## ESTRATTO DELLA FONTE
......

Una storia deve funzionare o emozionare?

Una storia deve funzionare o emozionare?

Nell’articolo “Susanna Tamaro contro la letteratura insegnata a scuola: l’errore”, apparso su «Virgilio Sapere» qualche giorno fa, la scrittrice contestava – come avrete capito dal titolo – l’insegnamento della letteratura nelle scuole elementari.

Un insegnamento che io non ricordo, se ripenso al mio periodo scolastico: la Tamaro critica infatti che oggi si ricercano “tecnicismi e difetti anche attraverso l’analisi logica”.

Quando andavo a scuola io, si faceva sì l’analisi logica, ma alle medie non alle elementari, e comunque senza ricercare difetti nelle storie: erano brani presi dal libro di grammatica.

Con il senno del poi mi avrebbe fatto molto piacere se mi avessero insegnato “tecnicismi” e a trovare “difetti” in una storia: sarei stato avvantaggiato quando avessi iniziato a scrivere narrativa.

Ho dovuto invece “studiare” da autodidatta, più sul campo che su libri e corsi. E per campo intendo dei forum letterari in cui pubblicavo i racconti o partecipavo a gare letterarie, imponendomi poi di leggere decine di libri l’anno, affrontando qualsiasi genere narrativo e diversificando gli autori.

Far capire ai bambini, già dalle scuole elementari, come funziona una storia permette loro di entrare già nella critica: quando leggeranno un libro o vedranno un film, potranno capirne eventuali lacune o individuarne i punti di forza.

“La letteratura non deve funzionare, deve emozionare”

Chi mi segue da un po’ sa già quanto io non sia affatto d’accordo su questo pensiero. Mi è capitato di leggere storie che non funzionavano e non ne ho ricavato alcuna emozione, soltanto fastidio o noia per il tempo perduto a leggerle.

Insegnare come funziona una storia significa preparare gli studenti, che da grandi sapranno affrontare racconti e romanzi e, là dove necessario (e nei limiti consentiti), potranno sovvertire qualche regola.

La letteratura deve funzionare, soprattutto, non deve necessariamente emozionare. E il motivo è semplice.

Le emozioni sono personali

Chi stabilisce se una storia sia o meno emozionante?

È questo il punto da chiarire: dire che la letteratura deve emozionare significa stabilire una sorta di dogma, esente quindi da ogni critica o opinione contraria, ma soprattutto significa uniformare le personalità dei lettori, come se fossimo tutti uguali e provassimo gli stessi sentimenti.

......

## DATI FORNITI
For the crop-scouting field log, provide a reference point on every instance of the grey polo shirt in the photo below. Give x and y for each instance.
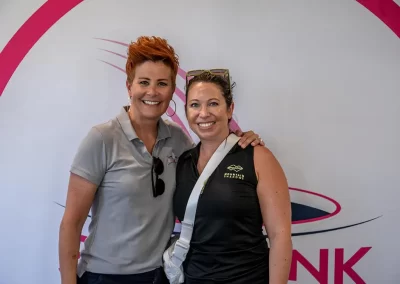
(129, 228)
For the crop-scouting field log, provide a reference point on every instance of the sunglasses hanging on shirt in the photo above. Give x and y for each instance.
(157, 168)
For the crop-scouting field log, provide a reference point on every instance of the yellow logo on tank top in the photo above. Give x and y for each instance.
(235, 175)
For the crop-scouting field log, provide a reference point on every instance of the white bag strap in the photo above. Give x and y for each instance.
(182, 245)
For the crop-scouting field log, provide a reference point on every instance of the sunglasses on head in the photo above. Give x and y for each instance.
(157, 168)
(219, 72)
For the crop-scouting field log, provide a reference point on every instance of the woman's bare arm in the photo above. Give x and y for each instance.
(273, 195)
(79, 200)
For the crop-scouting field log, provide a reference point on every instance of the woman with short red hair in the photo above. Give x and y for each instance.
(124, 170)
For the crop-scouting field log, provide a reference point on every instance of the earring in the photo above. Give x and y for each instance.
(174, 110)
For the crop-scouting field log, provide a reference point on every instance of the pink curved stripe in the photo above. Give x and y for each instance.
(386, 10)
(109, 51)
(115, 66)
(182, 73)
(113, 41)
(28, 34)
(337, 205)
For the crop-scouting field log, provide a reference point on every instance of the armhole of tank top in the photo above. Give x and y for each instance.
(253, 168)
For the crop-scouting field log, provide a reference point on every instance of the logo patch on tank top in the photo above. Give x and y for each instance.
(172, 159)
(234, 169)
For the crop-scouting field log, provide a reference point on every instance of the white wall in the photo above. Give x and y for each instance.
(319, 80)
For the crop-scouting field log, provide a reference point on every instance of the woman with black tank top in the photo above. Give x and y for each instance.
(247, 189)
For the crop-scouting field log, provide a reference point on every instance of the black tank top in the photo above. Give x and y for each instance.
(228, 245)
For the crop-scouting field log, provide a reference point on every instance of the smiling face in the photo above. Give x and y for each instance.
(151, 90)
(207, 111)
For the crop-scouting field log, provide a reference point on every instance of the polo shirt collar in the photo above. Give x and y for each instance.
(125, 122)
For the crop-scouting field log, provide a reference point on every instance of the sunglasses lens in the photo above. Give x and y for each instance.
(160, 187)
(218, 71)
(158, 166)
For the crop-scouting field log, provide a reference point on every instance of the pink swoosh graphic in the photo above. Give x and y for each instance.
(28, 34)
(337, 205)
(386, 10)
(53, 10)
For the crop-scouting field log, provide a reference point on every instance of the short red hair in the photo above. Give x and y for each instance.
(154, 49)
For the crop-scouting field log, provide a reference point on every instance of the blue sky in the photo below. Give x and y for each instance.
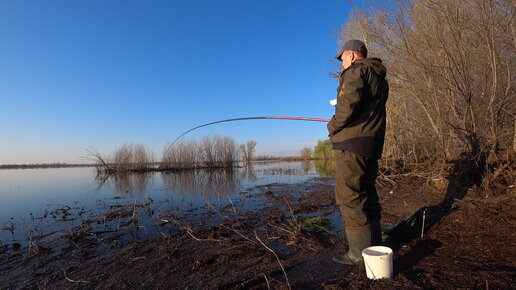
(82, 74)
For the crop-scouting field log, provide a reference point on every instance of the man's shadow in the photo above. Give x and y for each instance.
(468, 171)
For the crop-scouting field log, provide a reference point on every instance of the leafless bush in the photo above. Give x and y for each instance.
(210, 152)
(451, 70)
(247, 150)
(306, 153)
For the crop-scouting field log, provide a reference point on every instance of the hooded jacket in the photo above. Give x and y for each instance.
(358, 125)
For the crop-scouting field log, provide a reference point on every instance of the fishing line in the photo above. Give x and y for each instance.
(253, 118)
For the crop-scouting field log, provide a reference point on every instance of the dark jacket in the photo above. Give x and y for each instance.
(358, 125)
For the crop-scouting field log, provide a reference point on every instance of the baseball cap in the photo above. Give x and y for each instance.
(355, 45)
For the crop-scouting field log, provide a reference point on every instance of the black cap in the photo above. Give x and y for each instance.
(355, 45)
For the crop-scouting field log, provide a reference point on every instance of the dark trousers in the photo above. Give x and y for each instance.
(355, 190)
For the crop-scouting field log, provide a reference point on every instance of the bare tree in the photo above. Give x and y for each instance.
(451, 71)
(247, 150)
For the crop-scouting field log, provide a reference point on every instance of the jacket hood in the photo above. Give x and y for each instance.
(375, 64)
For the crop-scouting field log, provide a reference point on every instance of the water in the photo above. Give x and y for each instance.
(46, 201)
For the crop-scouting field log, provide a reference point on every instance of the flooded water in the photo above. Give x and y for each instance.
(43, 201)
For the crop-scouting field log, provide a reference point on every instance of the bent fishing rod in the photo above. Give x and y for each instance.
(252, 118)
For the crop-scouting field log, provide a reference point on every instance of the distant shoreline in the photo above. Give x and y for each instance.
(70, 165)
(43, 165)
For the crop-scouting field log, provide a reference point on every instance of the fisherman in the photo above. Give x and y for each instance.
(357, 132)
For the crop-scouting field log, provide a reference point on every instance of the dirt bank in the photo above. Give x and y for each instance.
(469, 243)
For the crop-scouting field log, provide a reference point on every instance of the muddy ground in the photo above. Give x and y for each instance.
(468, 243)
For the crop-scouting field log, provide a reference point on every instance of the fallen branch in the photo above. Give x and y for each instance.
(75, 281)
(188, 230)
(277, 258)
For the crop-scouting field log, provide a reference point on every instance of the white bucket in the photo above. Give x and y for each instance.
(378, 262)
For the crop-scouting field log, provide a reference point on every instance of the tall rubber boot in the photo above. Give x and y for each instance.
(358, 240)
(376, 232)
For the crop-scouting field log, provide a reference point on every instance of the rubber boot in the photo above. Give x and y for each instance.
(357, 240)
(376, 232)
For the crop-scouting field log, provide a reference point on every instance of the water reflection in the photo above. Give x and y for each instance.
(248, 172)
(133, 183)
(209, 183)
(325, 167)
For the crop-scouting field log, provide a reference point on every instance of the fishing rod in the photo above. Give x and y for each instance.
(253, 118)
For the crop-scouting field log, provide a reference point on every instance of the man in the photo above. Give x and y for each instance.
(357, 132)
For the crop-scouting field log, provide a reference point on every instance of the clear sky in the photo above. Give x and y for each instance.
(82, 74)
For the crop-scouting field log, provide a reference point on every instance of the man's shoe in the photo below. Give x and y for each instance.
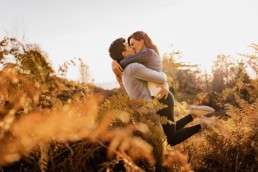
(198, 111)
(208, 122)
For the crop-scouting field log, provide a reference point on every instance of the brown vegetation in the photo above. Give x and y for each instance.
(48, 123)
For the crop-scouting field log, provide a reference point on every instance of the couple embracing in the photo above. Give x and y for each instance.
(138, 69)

......

## ISTRUZIONI DI LAVORO
a: Trascrivi dal testo su storie ed emozioni il passo che comincia con "Chi stabilisce se" e finisce con "gli stessi sentimenti.".
b: Riscrivi le righe dei record che vanno da quella contenente "the fishing rod" fino alla fine dei record, sostituendo "crop-scouting" con "orchard-survey" e lasciando invariato tutto il resto. Ometti le immagini.

## RISPOSTE PER COMPITO
a:
Chi stabilisce se una storia sia o meno emozionante?

È questo il punto da chiarire: dire che la letteratura deve emozionare significa stabilire una sorta di dogma, esente quindi da ogni critica o opinione contraria, ma soprattutto significa uniformare le personalità dei lettori, come se fossimo tutti uguali e provassimo gli stessi sentimenti.

b:
For the orchard-survey field log, provide a reference point on every instance of the fishing rod in the photo above. Give x and y for each instance.
(253, 118)
For the orchard-survey field log, provide a reference point on every instance of the man in the photo above. Give x and y for each instance.
(357, 132)
For the orchard-survey field log, provide a reference point on every instance of the clear sky in the photo above. Give x and y for each instance.
(82, 74)
For the orchard-survey field log, provide a reference point on every instance of the man's shoe in the photo below. Give x and y for each instance.
(198, 111)
(208, 122)
For the orchard-survey field log, provide a reference point on every instance of the brown vegetation in the photo above. Give x and y for each instance.
(48, 123)
For the orchard-survey field log, provide a reference point on every instance of the couple embracing in the photo above. Give x and y for each instance.
(138, 69)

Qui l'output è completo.